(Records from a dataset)
━━━━━━

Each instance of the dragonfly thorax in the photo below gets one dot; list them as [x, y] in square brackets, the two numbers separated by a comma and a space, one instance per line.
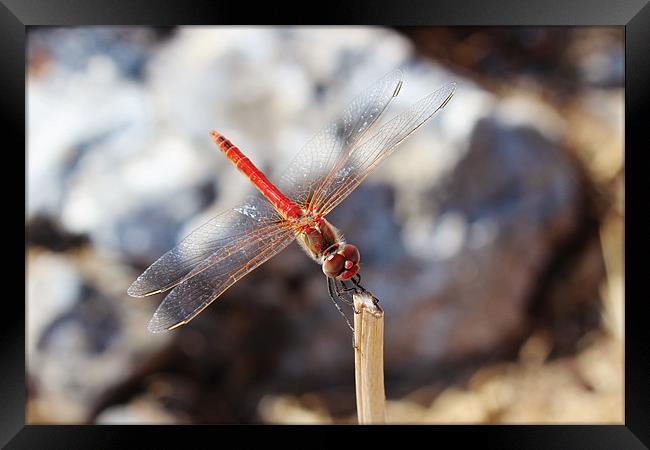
[325, 244]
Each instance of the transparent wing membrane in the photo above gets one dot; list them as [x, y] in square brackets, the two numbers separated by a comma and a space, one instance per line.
[310, 168]
[326, 170]
[247, 226]
[193, 296]
[353, 167]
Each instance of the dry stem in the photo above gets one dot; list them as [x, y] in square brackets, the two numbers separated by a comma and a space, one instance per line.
[369, 358]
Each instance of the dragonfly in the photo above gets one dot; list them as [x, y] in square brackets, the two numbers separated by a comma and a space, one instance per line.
[325, 171]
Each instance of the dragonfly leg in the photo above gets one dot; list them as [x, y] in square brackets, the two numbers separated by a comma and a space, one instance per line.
[342, 290]
[331, 294]
[356, 280]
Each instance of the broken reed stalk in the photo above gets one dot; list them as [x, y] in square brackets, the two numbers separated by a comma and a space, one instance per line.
[369, 358]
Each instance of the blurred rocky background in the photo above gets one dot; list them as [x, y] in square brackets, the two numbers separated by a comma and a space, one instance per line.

━━━━━━

▶ Task instructions
Rewrite the records above with "dry stem" replaced by "withered stem" and everything else left as is. Leave the pictures out of your answer.

▶ Answer
Each instance of the dragonfly thorax in the photo below gets one dot; list them as [x, y] in square brackets, the two numbers separated by a comma and a space, one instance per line.
[325, 244]
Each instance of the transparent wing membrane in the photo above gets one dot; list them as [x, y] in square brackets, the two numbers separated by a comma and a space, one instance per line.
[310, 168]
[326, 170]
[247, 226]
[193, 296]
[353, 167]
Each instance of the withered stem in the photo above gets one dot; list them as [x, y] in square brackets, the two numbers separated by a comma and a space, one instance per line.
[369, 358]
Each instance of the dragonfly in the photo above gets one dot; list them as [x, y] in square brackets, the two numbers separated by a comma and a space, one instance per line.
[325, 171]
Each instance of the dragonfly leg in the photo above gets one dot; list them as [x, y] in square brackets, the two numbers separated by a comma and a space, one instance per line.
[342, 290]
[331, 294]
[356, 280]
Each instance of the broken reed stalk in the photo above gets one dot; list them as [x, y] in square brackets, the two numbers separated by a comma and a space, one instance per line.
[369, 358]
Each instance of the blurred rocky background in the photo above gets one dot; list them as [x, y] in square brackets, the two numbers separated by a comma and a space, one instance per line.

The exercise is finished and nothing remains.